- **阅读摘录**
────────────────

今天在cloudera上部署了spark on YARN,查看spark的状态,发现Gateway全部是灰色,而且都是“不适用”的状态,在网上搜了一下,也没人有具体说明这是装成功了还是装失败了:
尝试着启动spark-shell,是可以启动的。
于是我安装了IDEA,安装了插件,在window上安装了scala2.10.6,写了一个wordcount的程序,准备在IDEA中提交:
[mw_shl_code=scala,true]import org.apache.spark._
import org.apache.spark.SparkConf
import org.apache.spark.SparkContext
object test {
def main(args : Array[String]) : Unit = {
System.setProperty("HADOOP_USER_NAME", "hdfs")
val conf = new SparkConf().setMaster("yarn-client").setAppName("spark_test")
conf.setJars(List("F:\\workspace\\hadoop-mr\\TestMr\\out\\artifacts\\sparktest_jar\\sparktest.jar"))
conf.set("spark.yarn.jar", "hdfs://hadoopnamenode1:8020/user/spark/sparkjar/spark-assembly-1.6.0-cdh5.8.2-hadoop2.6.0-cdh5.8.2.jar")
val sc = new SparkContext(conf)
val lines = sc.textFile("hdfs://hadoopnamenode1:8020//DCBD/data/ic/201609", 1)

────────────────

- **所附材料**
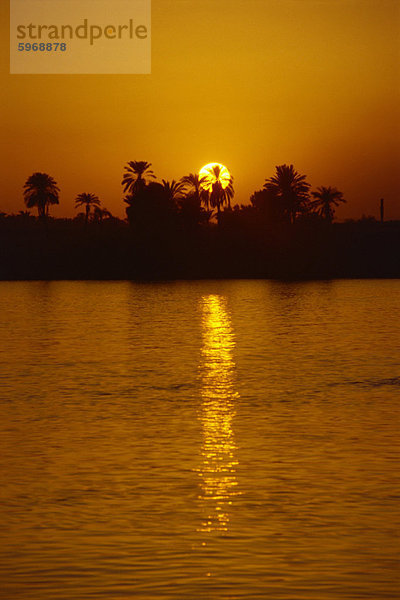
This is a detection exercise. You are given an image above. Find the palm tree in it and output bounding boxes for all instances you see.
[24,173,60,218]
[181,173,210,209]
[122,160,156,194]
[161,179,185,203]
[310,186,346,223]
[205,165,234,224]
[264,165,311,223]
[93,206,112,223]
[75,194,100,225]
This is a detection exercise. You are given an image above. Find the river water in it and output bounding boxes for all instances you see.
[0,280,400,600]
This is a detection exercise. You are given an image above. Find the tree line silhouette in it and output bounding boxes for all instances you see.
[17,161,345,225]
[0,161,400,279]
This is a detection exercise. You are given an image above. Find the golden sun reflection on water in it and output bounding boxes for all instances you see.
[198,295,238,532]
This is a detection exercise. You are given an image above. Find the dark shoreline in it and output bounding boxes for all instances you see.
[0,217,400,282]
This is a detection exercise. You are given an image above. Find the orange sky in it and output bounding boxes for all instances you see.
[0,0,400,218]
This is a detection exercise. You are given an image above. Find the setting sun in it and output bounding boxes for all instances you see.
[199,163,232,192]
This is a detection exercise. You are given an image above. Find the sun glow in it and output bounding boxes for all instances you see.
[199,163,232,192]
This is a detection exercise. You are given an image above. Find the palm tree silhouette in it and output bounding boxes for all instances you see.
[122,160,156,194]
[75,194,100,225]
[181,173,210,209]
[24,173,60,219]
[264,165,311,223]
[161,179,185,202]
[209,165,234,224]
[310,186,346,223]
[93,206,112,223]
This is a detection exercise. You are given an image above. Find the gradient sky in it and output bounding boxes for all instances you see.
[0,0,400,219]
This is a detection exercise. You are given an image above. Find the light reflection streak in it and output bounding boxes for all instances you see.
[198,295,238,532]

────────────────

- **待完成任务**
1. 根据Spark on YARN帖子回答下列问题：
(a) 查看spark状态时，Gateway显示为什么颜色和状态？
(b) 作者在window上安装的scala是哪个版本？
(c) 程序中setMaster设置的值是什么？
2. 请接着Spark on YARN帖子的最后一行往下续写。
上面的条目是单独提供的材料，与Spark on YARN帖子无关。

- **各题答案**
1.
(a) 全部是灰色，状态都是“不适用”。
(b) scala2.10.6。
(c) "yarn-client"。

2.
val words = lines.flatMap { line => line.split(" ") }
val pairs = words.map { word => (word, 1) }
val wordCounts = pairs.reduceByKey { _ + _ }
wordCounts.foreach(wordCount => println(wordCount._1 + " appeared " + wordCount._2 + " times."))
}
}[/mw_shl_code]
从日志上来看,spark把我的windows本机当成了driver:
INFO util.Utils (Logging.scala:logInfo(58)) - Successfully started service 'sparkDriver' on port 58400.
但是运行了几秒钟,就开始一直打印出错信息:
2016-11-17 15:19:16,088 INFO cluster.YarnClientSchedulerBackend (Logging.scala:logInfo(58)) - Registered executor NettyRpcEndpointRef(null) (HadoopDatanode3:59789) with ID 2
2016-11-17 15:19:16,138 WARN net.ScriptBasedMapping (ScriptBasedMapping.java:runResolveCommand(254)) - Exception running /etc/hadoop/conf.cloudera.yarn/topology.py 172.16.1.145
java.io.IOException: Cannot run program "/etc/hadoop/conf.cloudera.yarn/topology.py" (in directory "F:\workspace\spark\sparktest"): CreateProcess error=2, 系统找不到指定的文件。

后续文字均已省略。